[Excerpt start]

23:56:20 EDT Thu 02 May 2024
Enter Symbol
or Name
USA
CA



Atacama Copper Corp
Symbol ACOP
Shares Issued 35,940,488
Close 2023-10-24 C$ 0.21
Market Cap C$ 7,547,502
Recent Sedar Documents

Atacama closes $5.5-million second tranche of placement

2024-01-12 00:51 ET - News Release

Mr. Tim Warman reports

ATACAMA COPPER CORPORATION ANNOUNCES CLOSING OF SECOND TRANCHE OF SUBSCRIPTION RECEIPT PRIVATE PLACEMENT

Further to the press releases dated Oct. 26, 2023, Dec. 16, 2023, and Dec. 20, 2023, Atacama Copper Corp. has closed the second tranche of its previously announced brokered private placement for an additional 30,782,634 subscription receipts of the company at a price of 18 cents per subscription receipt for gross proceeds under the second tranche of approximately $5.5-million and aggregate gross proceeds under the concurrent financing of approximately $12.4-million.

The company is also pleased to announce the closing of the non-brokered private placement of 555,556 common shares of the company, at a price of 18 cents per common share, for aggregate gross process of $100,000. Together with the proceeds from the bridge financing, the total gross proceeds raised in connection with the proposed transaction (as defined below) are approximately $12.5-million. As a result of the closing of the second tranche of the concurrent financing, the company has satisfied the concurrent financing condition in connection with the amalgamation (as defined below).

Summary of the concurrent financing

Pursuant to the terms of an agency agreement between the company, TCP1, Cormark Securities Inc. and Stifel Canada, as co-lead agents, under the second tranche of the concurrent financing, the company issued an aggregate of 30,782,634 subscription receipts at a price of 18 cents per subscription receipt. The second tranche of the concurrent financing was completed in connection with previously announced business combination and reverse takeover transaction of the company, pursuant to which the company will acquire all of the issued and outstanding shares of TCP1 in exchange for common shares of the company. The company, upon completion of the proposed transaction (referred to herein as the resulting issuer), is expected to continue trading on the TSX Venture Exchange as a Tier 1 mining issuer under its current symbol ACOP.

[Excerpt end]

■ Goal 1: Reproduce the passage of the Atacama Copper news release from "2024-01-12 00:51 ET" up to and including "of approximately $12.4-million.".
■ Goal 2: For each of the following statements, indicate whether it agrees with the Atacama Copper news release, answering yes or no and quoting the words of the release that settle the matter. (a) The subscription receipts issued in the second tranche were priced at 18 cents each. (b) Stifel Canada acted as the sole lead agent for the concurrent financing. (c) The company will acquire all of the issued and outstanding shares of TCP1 in exchange for its own common shares.
The records were drawn from a separate source and are unrelated to the news release.

[Items start]

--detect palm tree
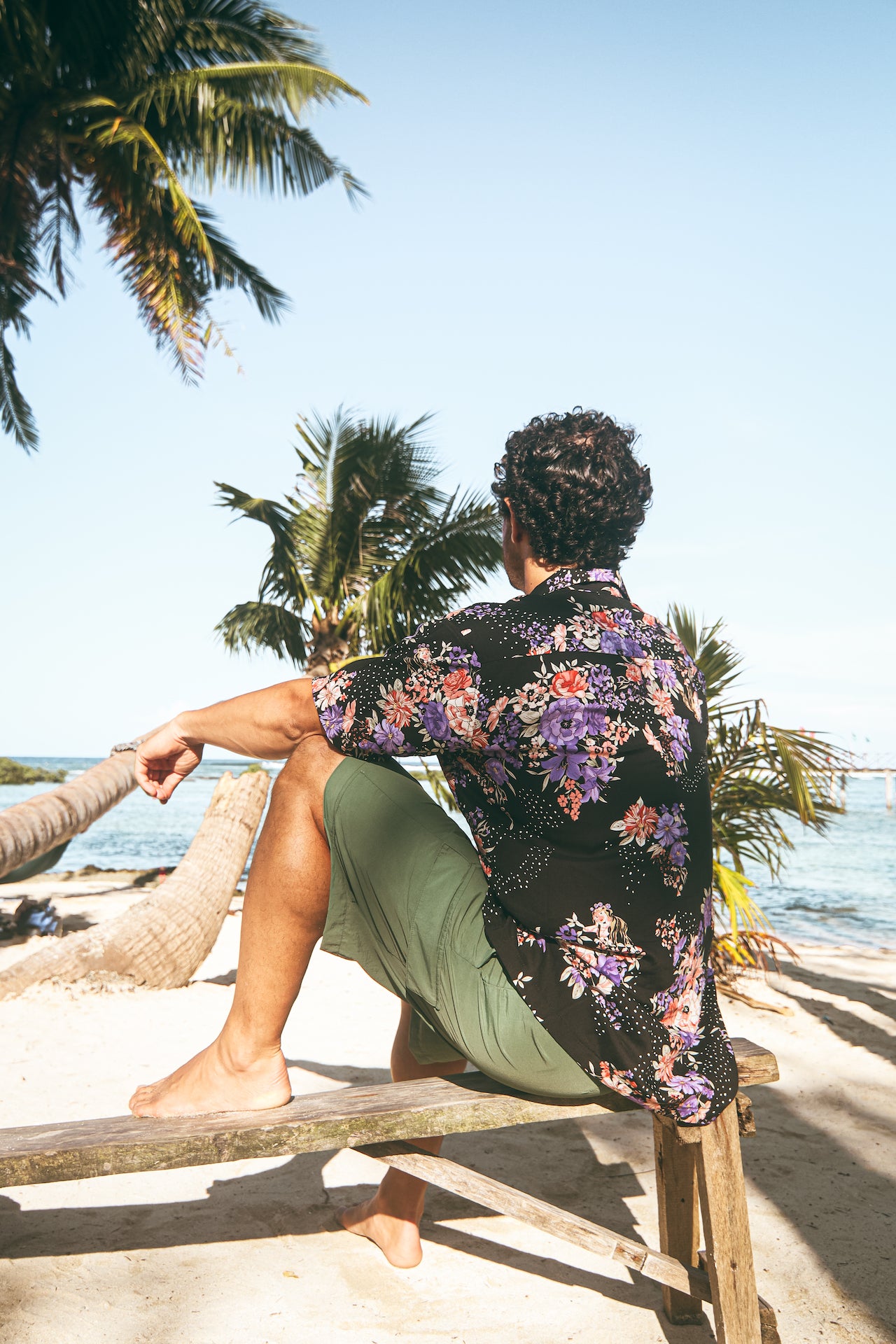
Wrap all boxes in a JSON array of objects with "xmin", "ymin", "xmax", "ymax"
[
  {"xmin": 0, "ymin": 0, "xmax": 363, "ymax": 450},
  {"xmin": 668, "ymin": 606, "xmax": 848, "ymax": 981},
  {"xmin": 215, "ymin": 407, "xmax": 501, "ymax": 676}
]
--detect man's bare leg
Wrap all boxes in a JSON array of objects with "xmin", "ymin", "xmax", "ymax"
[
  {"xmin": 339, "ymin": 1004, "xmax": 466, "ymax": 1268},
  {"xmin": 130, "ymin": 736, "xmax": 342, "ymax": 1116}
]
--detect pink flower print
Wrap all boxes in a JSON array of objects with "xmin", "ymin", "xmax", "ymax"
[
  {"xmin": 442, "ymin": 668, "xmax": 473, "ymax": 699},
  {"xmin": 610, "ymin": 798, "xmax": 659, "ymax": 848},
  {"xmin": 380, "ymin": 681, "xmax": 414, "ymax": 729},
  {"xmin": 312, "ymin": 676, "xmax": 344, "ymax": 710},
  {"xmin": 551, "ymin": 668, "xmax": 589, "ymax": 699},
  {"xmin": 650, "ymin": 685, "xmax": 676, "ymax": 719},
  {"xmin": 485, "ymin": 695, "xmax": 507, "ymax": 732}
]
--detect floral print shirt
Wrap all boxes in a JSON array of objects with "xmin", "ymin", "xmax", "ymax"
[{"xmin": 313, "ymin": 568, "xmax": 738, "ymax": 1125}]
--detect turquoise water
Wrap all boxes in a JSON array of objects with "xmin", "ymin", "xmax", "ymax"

[Items end]

■ Right answer 1:
2024-01-12 00:51 ET - News Release

Mr. Tim Warman reports

ATACAMA COPPER CORPORATION ANNOUNCES CLOSING OF SECOND TRANCHE OF SUBSCRIPTION RECEIPT PRIVATE PLACEMENT

Further to the press releases dated Oct. 26, 2023, Dec. 16, 2023, and Dec. 20, 2023, Atacama Copper Corp. has closed the second tranche of its previously announced brokered private placement for an additional 30,782,634 subscription receipts of the company at a price of 18 cents per subscription receipt for gross proceeds under the second tranche of approximately $5.5-million and aggregate gross proceeds under the concurrent financing of approximately $12.4-million.

■ Right answer 2:
(a) Yes: "the company issued an aggregate of 30,782,634 subscription receipts at a price of 18 cents per subscription receipt"
(b) No: "Cormark Securities Inc. and Stifel Canada, as co-lead agents"
(c) Yes: "the company will acquire all of the issued and outstanding shares of TCP1 in exchange for common shares of the company"